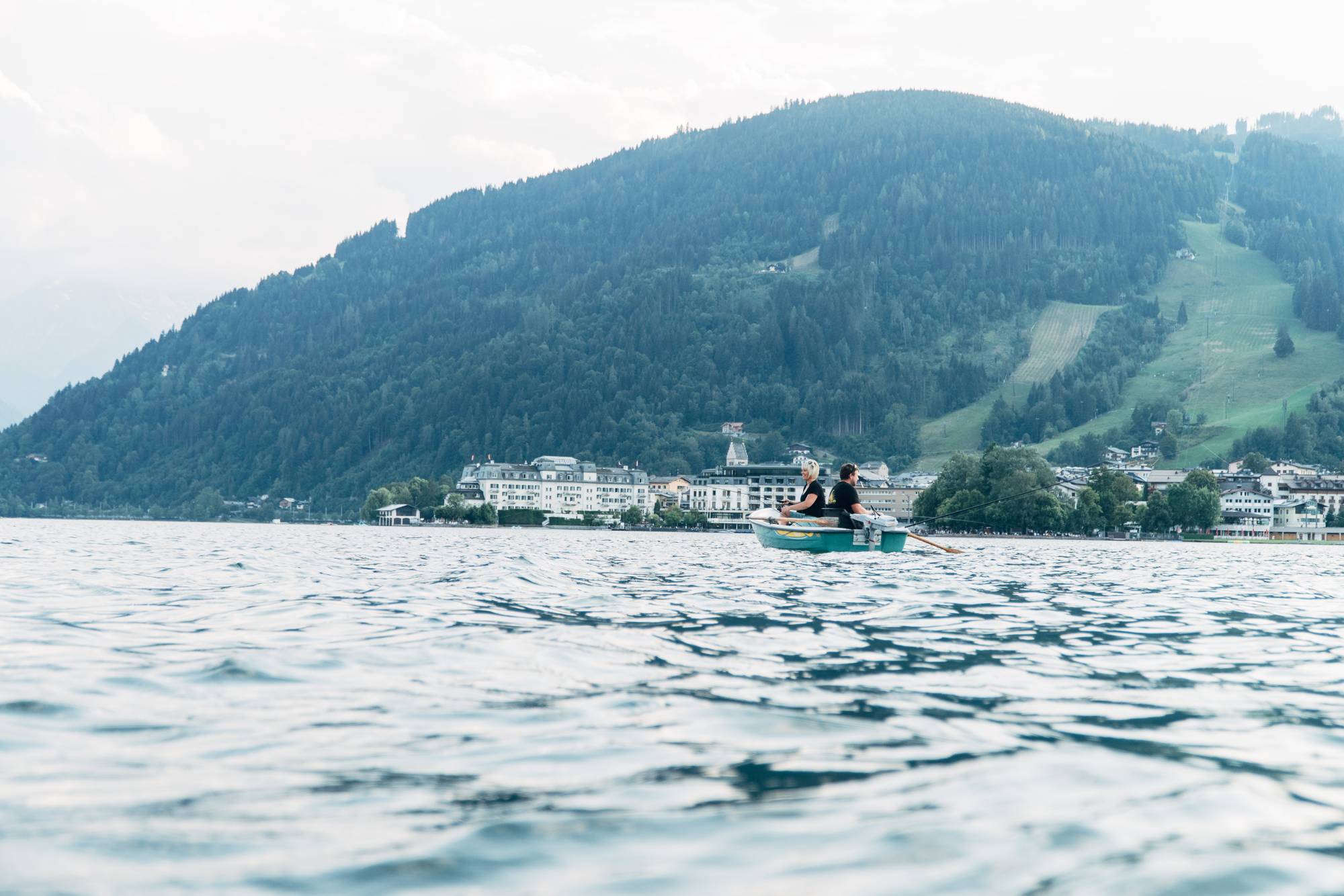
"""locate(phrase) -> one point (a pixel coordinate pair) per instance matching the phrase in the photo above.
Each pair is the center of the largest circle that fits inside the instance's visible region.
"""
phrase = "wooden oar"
(941, 547)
══════
◆ EXERCISE AIM
What is needed is an exact copy of all the data, with no images in it.

◆ RESULT
"""locate(phrase) -> one point (a pixel coordinate pair) per instance matching the phrase in the photo above.
Each pair is the center of the largest circle that fits inside the instance's visible region.
"""
phrase = "wooden oar"
(941, 547)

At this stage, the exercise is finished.